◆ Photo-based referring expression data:
%%

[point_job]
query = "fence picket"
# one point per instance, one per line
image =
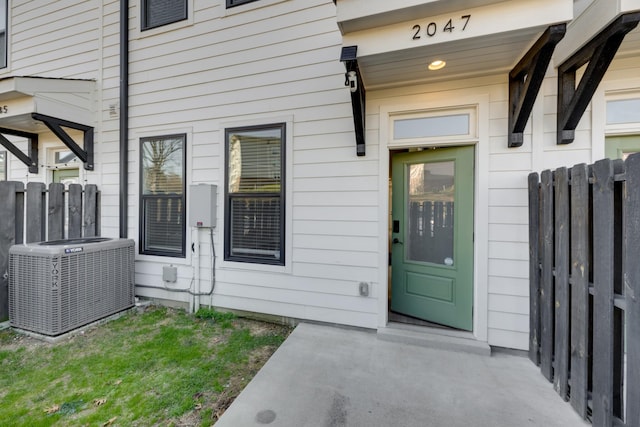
(8, 234)
(579, 288)
(56, 212)
(534, 269)
(91, 211)
(35, 220)
(561, 359)
(546, 279)
(603, 261)
(631, 277)
(13, 211)
(75, 211)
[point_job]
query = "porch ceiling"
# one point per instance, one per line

%%

◆ Problem: A word-for-word transcription of the entries above, free of images, is what is wanted.

◆ Exercise answer:
[point_job]
query = "fence picket"
# one point per instance, one per line
image =
(8, 234)
(579, 288)
(56, 212)
(534, 269)
(91, 211)
(35, 220)
(561, 359)
(546, 279)
(603, 261)
(631, 277)
(13, 211)
(75, 211)
[point_job]
query = "porch ceiling"
# one point per instance, one per line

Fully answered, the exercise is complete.